:: Try it ::
From the data below, copy exactly the lines that lie between the one holding "compact like (269,263)." and the one holding "Target: beige floor tile", including both, and nothing more.

-=-=-=-=-

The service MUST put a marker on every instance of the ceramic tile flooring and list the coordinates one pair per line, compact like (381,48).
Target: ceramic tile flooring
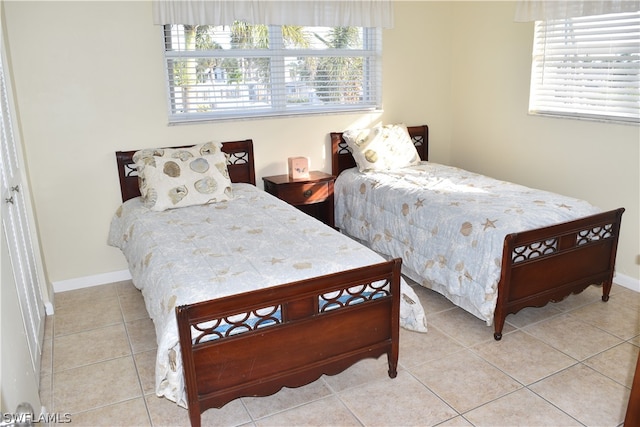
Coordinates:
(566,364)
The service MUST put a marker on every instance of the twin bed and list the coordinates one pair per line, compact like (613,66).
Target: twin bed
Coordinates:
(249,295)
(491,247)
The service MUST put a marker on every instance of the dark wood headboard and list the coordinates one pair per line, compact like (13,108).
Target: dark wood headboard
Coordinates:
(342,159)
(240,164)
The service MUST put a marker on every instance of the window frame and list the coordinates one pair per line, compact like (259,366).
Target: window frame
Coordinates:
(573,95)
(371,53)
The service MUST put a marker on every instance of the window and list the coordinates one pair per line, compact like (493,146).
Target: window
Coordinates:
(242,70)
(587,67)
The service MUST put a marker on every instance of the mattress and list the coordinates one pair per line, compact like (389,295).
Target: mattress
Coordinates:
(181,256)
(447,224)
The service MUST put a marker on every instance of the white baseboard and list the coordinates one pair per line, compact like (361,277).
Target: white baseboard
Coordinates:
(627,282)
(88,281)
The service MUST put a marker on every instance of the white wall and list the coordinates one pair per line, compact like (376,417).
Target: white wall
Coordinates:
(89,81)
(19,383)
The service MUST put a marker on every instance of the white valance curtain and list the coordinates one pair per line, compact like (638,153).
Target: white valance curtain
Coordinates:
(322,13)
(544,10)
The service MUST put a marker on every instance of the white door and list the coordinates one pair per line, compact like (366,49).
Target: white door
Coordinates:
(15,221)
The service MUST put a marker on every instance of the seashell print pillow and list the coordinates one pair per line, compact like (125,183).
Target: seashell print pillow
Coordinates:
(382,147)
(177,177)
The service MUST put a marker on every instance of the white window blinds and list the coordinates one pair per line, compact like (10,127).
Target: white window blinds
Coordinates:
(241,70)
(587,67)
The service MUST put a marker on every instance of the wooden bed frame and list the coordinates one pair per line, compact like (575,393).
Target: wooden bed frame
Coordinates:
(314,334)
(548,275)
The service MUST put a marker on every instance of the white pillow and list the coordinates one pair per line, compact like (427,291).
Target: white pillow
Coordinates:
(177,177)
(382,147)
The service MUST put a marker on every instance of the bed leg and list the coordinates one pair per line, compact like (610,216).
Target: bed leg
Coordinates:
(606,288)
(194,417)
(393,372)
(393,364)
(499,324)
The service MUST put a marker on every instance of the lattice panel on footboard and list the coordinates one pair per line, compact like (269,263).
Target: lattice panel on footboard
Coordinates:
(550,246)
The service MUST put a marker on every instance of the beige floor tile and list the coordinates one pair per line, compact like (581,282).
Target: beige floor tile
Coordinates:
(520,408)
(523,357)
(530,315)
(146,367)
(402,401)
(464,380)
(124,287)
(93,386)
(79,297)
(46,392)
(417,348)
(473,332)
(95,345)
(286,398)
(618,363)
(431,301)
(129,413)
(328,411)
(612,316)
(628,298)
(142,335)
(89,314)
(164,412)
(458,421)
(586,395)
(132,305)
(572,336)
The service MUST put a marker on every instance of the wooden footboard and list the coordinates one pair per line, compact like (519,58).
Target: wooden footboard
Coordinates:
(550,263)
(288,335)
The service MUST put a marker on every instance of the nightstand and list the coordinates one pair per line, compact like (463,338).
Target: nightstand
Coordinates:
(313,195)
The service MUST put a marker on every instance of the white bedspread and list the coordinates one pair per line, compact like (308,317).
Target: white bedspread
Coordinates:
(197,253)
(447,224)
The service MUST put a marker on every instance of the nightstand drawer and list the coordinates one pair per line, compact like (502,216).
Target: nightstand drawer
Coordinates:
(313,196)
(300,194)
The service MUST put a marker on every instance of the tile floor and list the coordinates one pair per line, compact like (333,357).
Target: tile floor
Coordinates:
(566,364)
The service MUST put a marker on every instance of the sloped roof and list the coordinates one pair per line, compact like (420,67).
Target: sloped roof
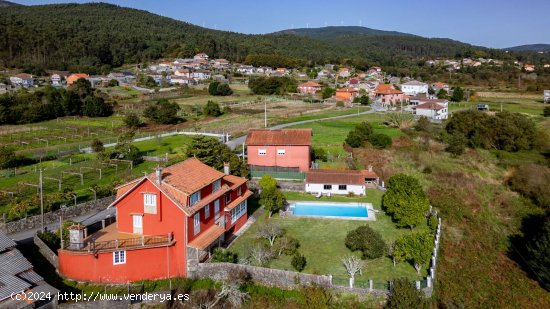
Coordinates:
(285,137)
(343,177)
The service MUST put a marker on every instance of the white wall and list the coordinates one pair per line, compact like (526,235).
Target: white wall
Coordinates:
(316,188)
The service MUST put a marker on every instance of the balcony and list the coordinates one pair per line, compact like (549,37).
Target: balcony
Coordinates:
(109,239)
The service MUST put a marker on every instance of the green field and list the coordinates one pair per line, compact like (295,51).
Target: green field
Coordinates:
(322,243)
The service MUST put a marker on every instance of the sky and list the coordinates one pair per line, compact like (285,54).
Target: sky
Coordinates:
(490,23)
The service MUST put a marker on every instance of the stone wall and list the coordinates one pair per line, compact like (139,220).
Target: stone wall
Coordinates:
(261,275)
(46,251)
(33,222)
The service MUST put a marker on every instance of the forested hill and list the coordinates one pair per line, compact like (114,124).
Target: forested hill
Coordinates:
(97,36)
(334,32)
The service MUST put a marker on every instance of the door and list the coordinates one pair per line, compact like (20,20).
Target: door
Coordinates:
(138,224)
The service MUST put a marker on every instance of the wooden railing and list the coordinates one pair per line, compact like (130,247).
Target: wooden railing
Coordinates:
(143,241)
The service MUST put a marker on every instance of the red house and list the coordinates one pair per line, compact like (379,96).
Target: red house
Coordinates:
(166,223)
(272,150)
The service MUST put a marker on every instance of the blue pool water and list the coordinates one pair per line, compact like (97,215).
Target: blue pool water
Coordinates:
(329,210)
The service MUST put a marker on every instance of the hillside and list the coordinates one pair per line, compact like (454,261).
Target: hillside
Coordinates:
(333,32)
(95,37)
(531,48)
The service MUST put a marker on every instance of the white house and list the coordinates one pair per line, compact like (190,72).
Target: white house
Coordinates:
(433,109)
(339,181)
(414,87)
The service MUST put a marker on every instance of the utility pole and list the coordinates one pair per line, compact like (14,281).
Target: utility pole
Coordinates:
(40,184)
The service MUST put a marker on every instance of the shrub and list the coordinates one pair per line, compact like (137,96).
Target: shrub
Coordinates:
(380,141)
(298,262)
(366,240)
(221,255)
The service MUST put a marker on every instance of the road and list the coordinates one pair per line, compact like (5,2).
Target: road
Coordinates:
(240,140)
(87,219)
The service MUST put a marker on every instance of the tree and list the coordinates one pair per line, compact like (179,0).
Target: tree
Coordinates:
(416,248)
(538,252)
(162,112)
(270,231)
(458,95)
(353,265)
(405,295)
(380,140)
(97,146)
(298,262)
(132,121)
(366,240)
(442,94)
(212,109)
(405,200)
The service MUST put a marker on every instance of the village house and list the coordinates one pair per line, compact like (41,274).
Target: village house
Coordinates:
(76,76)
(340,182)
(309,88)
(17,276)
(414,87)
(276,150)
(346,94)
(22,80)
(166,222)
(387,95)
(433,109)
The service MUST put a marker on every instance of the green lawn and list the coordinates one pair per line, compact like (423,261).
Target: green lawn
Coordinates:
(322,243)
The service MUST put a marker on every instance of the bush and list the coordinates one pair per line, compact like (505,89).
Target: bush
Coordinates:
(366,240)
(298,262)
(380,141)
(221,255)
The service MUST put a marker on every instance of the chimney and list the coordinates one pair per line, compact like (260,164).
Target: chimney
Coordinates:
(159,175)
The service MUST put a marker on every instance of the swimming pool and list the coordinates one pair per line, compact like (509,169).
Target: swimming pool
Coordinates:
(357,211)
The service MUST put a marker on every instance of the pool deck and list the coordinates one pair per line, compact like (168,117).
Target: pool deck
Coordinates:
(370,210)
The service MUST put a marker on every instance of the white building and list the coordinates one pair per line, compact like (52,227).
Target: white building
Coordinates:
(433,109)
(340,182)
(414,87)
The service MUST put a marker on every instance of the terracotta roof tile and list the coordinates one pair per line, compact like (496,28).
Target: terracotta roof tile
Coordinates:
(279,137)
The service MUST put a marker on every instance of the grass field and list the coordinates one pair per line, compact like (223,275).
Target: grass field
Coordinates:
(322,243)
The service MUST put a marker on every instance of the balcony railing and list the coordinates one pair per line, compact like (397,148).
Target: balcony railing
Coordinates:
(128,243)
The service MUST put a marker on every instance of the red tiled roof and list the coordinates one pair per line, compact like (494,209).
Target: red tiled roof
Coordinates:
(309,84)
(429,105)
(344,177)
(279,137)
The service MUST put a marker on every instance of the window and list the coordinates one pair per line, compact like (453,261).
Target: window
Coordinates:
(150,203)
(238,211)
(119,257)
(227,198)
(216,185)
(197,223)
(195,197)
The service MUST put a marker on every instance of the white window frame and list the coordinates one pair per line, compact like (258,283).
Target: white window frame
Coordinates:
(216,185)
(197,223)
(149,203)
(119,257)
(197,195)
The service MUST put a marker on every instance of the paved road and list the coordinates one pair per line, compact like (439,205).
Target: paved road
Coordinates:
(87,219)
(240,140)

-=-=-=-=-

:: The completed task ::
The service MUST put a marker on every instance of the lattice panel on footboard and list the coordinates one pair per line, compact like (269,263).
Target: lattice panel on footboard
Coordinates:
(550,246)
The service MUST put a marker on every instance of the beige floor tile and list the coordinates one pair per line, compact like (581,282).
Target: beige floor tile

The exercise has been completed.